**DOCUMENT PASSAGE:**
◇ ◇ ◇ ◇ ◇

Changes to the Building Regulations will come into effect on the 15th of June. Under the new rules, CO2 emissions from new homes in England will need to be 30% lower than currently allowed while all other new buildings, such as offices and shops, will need to produce 27% less emissions.
In addition to the new Building Regulations, the Government has also published 5 updated and new Approved Documents which cover the conservation of fuel and power, ventilation requirements and overheating. These are:
- Approved Document L, volume 1: dwellings (Conservation of fuel and power)
- Approved Document L, volume 2: buildings other than dwellings
- Approved Document F, volume 1: dwellings (Ventilation)
- Approved Document F, volume 2: buildings other than dwellings
- Approved Document O (Overheating)
Under the new rules,
- Maximum limits have been set to the amount of glazing permitted on new residential buildings
- New homes must be designed to reduce overheating
- Energy efficiency in new homes will be measured against the Fabric Energy Efficiency Standard
- New and replacement heating systems will be limited to a maximum flow temperature requirement of 55°C
- New or replacement heating system designs will need to accept low-carbon heating in future, including integrating the latest Ecodesign appliance benchmarks
- Non-residential buildings will need to be designed with sufficient ventilation to prevent the spread of airborne viruses
- Part O introduces measures to ensure overheating strategies can be safely operated by residents
- The amount of noise and pollution near the home needs to be taken into consideration when devising overheating strategies
- Technical guidance on the installation of electric car charging points has been issued
The new Building Regulations are part of a Government drive to achieve Net Zero by 2030 and are widely seen as a stepping stone to the Future Homes Standard, which is currently under consultation and will be introduced in 2025.
A transition period will be in place which exempts Planning Permission applications, building notices or initial notices that were submitted before the 15th of June. These will still be allowed to be built as long as actual building work begins before the 15th of June 2023.
After these dates, the construction industry will be compelled to work towards the eventual, long-term aim of all homes producing 75-80% less carbon.

◇ ◇ ◇ ◇ ◇

**EXERCISE DATA:**
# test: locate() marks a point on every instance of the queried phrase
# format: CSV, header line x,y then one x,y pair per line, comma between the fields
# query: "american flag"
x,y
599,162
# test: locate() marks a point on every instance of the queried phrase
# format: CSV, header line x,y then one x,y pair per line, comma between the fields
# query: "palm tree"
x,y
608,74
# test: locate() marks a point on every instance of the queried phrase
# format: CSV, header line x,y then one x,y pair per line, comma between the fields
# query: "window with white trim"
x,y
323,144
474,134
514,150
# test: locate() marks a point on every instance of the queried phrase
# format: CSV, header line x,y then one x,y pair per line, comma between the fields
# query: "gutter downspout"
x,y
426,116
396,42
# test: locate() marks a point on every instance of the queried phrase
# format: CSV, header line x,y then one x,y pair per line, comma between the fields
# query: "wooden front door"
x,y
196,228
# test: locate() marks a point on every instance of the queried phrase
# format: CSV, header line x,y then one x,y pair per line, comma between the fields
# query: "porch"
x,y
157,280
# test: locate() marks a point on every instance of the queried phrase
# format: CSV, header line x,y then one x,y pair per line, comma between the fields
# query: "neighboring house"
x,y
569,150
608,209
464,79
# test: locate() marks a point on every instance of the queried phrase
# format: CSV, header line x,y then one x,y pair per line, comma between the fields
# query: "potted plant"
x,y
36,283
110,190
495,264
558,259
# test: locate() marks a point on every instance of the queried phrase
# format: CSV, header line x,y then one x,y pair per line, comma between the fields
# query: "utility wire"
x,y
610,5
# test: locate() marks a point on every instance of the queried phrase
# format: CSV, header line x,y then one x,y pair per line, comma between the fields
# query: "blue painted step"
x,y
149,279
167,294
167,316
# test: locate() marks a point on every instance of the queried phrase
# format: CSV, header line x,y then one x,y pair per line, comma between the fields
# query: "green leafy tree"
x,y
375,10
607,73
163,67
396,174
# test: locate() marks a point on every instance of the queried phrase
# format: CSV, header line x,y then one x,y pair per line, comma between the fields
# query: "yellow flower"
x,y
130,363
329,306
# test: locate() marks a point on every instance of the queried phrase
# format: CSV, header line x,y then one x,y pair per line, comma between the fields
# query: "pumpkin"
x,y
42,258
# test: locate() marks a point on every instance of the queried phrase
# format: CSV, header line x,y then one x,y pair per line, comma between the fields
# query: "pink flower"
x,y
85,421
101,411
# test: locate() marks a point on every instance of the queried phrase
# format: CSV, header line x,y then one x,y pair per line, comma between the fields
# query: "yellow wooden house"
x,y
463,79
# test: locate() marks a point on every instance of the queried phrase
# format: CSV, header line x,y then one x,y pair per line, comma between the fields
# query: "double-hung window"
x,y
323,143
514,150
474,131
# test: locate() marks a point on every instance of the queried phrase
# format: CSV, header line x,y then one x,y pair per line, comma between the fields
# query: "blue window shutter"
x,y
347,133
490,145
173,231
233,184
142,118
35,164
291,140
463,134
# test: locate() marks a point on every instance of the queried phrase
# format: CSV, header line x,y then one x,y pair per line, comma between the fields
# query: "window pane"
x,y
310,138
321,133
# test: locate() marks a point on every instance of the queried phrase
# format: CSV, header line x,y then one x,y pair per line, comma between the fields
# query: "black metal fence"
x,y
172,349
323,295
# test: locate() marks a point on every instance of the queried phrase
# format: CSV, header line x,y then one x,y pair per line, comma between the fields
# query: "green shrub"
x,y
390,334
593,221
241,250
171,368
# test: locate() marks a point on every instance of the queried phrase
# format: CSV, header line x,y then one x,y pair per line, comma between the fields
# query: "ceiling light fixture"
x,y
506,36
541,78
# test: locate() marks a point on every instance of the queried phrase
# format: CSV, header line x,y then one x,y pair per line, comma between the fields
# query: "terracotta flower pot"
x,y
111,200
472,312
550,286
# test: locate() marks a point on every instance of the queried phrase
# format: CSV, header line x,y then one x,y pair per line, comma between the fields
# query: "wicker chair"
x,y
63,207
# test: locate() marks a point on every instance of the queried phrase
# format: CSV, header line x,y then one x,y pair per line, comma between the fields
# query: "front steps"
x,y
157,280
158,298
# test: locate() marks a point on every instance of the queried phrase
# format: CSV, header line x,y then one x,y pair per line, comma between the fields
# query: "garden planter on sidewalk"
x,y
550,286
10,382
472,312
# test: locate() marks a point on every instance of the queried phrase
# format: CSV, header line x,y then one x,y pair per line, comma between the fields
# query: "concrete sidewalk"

◇ ◇ ◇ ◇ ◇

Copy the Building Regulations text word for word, from "Changes to the" to "1: dwellings (Ventilation)".

Changes to the Building Regulations will come into effect on the 15th of June. Under the new rules, CO2 emissions from new homes in England will need to be 30% lower than currently allowed while all other new buildings, such as offices and shops, will need to produce 27% less emissions.
In addition to the new Building Regulations, the Government has also published 5 updated and new Approved Documents which cover the conservation of fuel and power, ventilation requirements and overheating. These are:
- Approved Document L, volume 1: dwellings (Conservation of fuel and power)
- Approved Document L, volume 2: buildings other than dwellings
- Approved Document F, volume 1: dwellings (Ventilation)